Supplied passage
__________

Bet you can't figure this one out..... I CAN'T!

berth control

New Member
Nov 16, 2008
886
Saugatuck, MI
Boat Info
1985 270 Sundancer
Engines
3.7 liter Mercruisers
I had engine trouble the other day, the motor lost power until it eventually died. I diagnosed it as a faulty check valve on the fuel tank, but not before I replaced the carb. and fuel pump. The new check valve got the motor running, but it does not run right. It idles rough and when I go to rev it up it backfires flames and black smoke out the carb. I thought maybe the rebuilt carb. was to fault, so I swaped it with the one from the other motor that runs perfect, same thing. Then I thought about the check valve again and swapped fuel lines between motors, no change. Plugs look black but not fouled. I cleaned them and put them back in, no change. I changed coils, again no change. I pulled the valve cover off, all the springs and rockers appear to be in tact and working fine. I don't see any coolant leak in the intake manifold and the motor is not losing coolant, so the exhaust must be sealed up too. New plug wires. Cap and rotor are not new, but look like new.

A buddy suspects the little timing advance thing in the distributor, that is the next thing I am going to check.

__________

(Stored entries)

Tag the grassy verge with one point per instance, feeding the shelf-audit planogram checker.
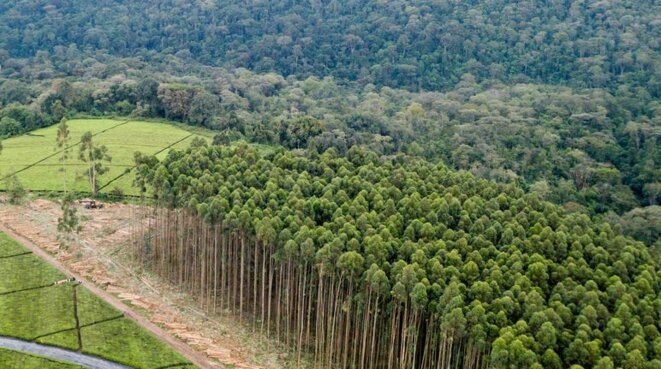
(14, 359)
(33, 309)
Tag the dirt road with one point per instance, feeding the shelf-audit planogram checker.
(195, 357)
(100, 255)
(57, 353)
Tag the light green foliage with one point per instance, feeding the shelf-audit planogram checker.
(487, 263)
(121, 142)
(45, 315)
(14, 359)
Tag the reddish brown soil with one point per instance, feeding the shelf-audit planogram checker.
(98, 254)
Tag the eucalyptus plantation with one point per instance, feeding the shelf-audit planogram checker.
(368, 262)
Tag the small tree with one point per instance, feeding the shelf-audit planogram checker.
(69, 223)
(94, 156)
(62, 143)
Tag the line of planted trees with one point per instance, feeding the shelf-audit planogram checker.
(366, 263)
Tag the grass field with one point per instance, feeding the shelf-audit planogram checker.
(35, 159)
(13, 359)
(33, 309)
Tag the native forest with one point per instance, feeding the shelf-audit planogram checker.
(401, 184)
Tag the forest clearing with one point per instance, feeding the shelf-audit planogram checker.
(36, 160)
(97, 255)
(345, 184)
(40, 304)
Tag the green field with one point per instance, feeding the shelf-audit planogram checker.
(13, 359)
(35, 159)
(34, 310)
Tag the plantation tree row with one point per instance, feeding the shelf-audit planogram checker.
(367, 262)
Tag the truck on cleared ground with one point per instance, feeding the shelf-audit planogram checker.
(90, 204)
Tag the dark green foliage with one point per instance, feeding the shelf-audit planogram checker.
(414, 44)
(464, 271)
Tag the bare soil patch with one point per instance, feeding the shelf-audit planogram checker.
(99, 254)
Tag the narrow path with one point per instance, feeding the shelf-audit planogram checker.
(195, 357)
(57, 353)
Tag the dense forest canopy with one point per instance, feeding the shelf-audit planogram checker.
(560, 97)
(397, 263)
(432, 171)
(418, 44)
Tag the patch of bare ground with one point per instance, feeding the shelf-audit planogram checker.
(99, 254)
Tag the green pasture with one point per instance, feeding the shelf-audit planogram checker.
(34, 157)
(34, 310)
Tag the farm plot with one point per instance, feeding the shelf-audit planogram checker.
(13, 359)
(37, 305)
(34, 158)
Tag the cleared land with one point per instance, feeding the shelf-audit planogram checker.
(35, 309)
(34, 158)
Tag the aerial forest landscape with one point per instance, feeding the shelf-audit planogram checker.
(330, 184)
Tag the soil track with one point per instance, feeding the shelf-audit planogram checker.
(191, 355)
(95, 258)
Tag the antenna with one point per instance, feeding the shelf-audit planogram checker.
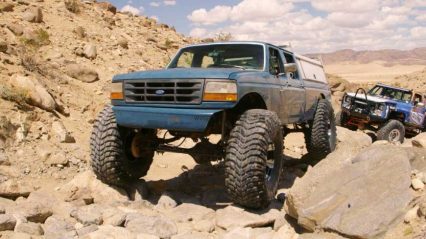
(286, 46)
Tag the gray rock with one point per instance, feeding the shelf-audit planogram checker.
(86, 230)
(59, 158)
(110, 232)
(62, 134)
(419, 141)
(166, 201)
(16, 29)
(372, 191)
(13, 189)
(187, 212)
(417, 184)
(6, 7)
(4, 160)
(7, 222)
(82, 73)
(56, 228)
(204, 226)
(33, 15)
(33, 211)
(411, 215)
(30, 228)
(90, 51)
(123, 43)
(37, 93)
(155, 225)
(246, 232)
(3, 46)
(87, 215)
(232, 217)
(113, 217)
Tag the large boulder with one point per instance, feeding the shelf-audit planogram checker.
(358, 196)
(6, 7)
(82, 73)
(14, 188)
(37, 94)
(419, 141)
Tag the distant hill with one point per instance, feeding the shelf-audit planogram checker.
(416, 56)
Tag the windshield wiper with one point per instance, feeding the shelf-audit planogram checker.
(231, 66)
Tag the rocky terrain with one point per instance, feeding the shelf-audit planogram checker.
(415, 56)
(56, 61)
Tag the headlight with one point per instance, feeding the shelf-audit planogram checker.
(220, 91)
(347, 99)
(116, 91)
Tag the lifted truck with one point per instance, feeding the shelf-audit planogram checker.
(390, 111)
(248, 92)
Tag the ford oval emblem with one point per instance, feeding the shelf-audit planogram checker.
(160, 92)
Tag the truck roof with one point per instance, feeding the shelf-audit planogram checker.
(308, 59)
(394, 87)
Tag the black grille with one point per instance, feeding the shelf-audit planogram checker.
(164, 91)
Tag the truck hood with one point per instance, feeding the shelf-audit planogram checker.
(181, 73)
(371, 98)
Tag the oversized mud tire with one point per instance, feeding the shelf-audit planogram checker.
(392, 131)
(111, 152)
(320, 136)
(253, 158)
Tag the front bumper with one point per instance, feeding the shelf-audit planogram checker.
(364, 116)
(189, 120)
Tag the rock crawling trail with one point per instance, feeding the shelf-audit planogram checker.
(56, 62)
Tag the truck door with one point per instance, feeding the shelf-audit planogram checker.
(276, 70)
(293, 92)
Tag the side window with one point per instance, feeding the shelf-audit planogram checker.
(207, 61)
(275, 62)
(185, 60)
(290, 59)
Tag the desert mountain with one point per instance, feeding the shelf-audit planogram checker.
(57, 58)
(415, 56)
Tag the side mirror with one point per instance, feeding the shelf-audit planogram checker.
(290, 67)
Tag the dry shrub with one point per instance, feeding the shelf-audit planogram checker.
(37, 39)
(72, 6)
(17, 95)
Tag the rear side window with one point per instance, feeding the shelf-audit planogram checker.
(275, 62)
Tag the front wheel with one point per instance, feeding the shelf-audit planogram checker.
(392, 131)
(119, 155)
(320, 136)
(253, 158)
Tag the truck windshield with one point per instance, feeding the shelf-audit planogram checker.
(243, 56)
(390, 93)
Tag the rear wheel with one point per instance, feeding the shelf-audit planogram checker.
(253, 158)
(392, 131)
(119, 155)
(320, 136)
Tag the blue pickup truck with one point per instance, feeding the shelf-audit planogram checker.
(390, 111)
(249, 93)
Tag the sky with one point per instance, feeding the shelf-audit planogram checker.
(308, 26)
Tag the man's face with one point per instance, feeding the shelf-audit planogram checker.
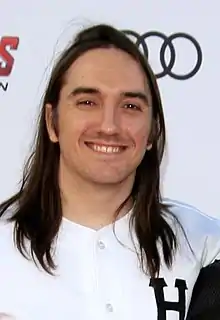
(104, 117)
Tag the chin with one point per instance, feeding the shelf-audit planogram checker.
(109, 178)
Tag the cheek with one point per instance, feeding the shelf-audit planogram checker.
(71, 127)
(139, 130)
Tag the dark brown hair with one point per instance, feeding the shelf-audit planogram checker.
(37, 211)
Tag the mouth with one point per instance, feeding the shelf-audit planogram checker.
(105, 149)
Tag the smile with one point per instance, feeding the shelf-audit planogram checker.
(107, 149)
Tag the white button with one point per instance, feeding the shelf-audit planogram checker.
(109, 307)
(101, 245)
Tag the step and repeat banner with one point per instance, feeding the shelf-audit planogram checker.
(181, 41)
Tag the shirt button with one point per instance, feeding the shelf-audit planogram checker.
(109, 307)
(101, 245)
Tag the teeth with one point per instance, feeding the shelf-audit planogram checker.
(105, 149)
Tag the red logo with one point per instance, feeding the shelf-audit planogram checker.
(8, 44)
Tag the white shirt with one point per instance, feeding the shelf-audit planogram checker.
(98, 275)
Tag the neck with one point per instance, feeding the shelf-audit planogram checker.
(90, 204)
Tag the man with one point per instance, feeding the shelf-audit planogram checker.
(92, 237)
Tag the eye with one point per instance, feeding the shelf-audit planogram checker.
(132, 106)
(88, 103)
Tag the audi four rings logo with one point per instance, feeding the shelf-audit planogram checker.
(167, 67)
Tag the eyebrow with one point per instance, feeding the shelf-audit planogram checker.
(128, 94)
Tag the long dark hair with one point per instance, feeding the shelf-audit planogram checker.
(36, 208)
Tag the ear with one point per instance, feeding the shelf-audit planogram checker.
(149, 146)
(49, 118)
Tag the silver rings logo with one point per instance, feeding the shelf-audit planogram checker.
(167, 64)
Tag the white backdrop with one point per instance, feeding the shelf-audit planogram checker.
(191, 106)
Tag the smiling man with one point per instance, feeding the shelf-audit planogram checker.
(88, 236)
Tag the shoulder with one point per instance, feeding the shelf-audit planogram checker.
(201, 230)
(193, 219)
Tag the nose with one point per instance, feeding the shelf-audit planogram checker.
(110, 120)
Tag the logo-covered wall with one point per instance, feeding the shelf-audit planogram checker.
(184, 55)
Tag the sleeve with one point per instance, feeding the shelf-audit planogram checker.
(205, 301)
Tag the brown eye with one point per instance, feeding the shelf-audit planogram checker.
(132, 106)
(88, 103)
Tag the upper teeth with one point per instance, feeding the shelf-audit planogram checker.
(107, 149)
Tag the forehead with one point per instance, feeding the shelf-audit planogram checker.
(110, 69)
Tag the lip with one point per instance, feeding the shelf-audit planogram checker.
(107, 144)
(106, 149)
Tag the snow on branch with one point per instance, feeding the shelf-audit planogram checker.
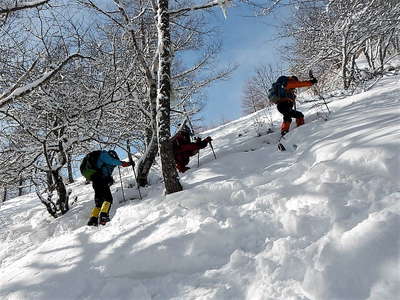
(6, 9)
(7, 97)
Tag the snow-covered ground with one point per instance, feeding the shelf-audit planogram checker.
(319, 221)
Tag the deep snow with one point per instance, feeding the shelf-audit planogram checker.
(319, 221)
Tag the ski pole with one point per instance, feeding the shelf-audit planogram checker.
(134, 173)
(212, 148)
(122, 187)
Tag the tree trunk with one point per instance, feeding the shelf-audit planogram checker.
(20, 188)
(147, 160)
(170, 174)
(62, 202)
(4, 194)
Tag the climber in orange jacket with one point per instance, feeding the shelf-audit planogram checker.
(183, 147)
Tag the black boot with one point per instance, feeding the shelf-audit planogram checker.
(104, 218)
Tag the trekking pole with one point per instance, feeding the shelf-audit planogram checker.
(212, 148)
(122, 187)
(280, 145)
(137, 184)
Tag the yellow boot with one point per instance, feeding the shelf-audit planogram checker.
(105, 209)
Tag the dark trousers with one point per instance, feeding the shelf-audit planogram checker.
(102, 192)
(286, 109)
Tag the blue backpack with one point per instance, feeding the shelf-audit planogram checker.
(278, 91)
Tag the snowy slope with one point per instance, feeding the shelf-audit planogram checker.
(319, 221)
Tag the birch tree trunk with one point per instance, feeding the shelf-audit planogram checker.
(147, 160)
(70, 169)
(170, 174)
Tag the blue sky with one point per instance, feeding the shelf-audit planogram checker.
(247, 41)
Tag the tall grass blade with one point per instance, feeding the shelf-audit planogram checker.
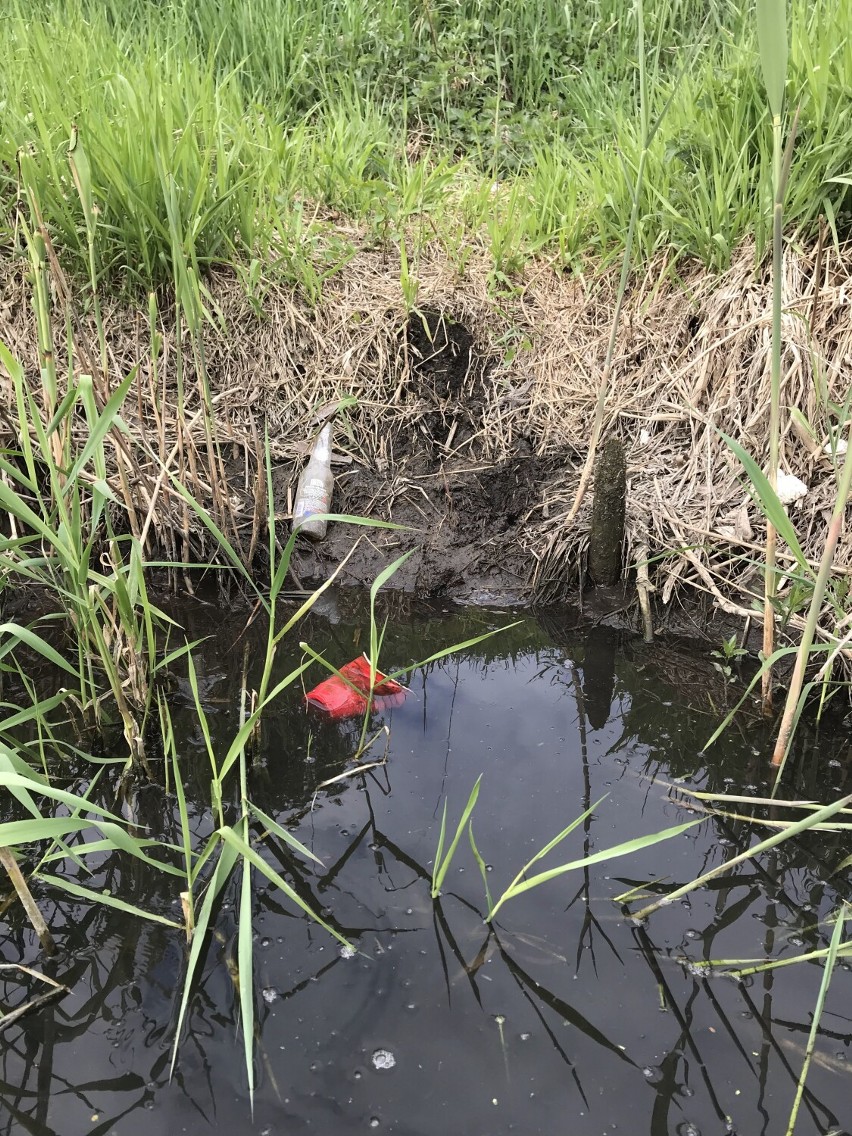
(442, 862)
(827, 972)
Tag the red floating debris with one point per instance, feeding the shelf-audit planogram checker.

__________

Task details
Pick up the forum post about the rough-running boat engine after its final sentence and continue it.

Exercise response
Any ideas?? A motor only needs so many things to run :smt101
 
I'm thinking you are on the right track with the timing or ignition guess. We had timing issues lately, and it caused the plugs to be blacked up with carbon and eventually foul. Only thing I can think of that would make it backfire through the carb like that is an ignition pulse getting there at the wrong time causing ignition through an open intake valve into the carb. Just my $0.02
 
Backfire through the carb can be traced sometimes to a leanout condition. Recheck the gasket under the carb and start it up so it runs. Then spray a few short bursts of carb cleaner around the base and then the intake where it meets the heads. (assuming you can do this in an environment where it's ventiliated and safe.) see if rpm changes. If no change then that's ok. If it does change then you have a vacuum leak bad enough to make a leanout backfire. Other than that, you're on to the advance in the distributor as mentioned by kpetry. Check the static timing and see if you can disconnect the advance before you set it. It's possible the distributor hold down may have let loose and moved. Also check the cap for carbon tracking. G/l, and let us know what you find.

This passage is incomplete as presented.